§ What to produce
Select every line below containing the word "drop".

§ Dataset records
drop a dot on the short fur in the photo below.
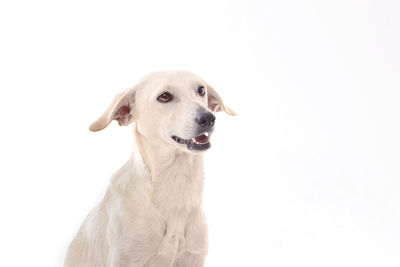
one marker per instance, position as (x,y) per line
(152,212)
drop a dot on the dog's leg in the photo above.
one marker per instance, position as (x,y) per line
(193,249)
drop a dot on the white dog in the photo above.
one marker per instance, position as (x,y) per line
(152,212)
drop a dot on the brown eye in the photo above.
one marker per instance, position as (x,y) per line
(165,97)
(201,91)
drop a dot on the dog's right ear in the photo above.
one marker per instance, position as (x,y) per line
(121,109)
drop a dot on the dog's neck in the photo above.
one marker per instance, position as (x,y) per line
(175,177)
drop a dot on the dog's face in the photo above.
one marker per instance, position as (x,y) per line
(170,108)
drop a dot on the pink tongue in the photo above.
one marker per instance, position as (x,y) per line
(201,139)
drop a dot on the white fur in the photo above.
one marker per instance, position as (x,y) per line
(152,212)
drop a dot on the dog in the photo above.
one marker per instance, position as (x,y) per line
(152,212)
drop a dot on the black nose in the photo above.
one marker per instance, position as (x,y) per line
(205,119)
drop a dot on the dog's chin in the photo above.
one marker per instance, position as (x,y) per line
(196,144)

§ Completed task
drop a dot on the short fur in the photo below.
drop a dot on the dog's leg in the photo above.
drop a dot on the white dog in the photo above.
drop a dot on the brown eye in the photo above.
drop a dot on the dog's right ear in the photo above.
drop a dot on the dog's neck in the photo above.
drop a dot on the dog's face in the photo above.
drop a dot on the pink tongue in the photo above.
drop a dot on the white fur in the photo above.
drop a dot on the dog in the photo above.
drop a dot on the black nose in the photo above.
drop a dot on the dog's chin in the photo above.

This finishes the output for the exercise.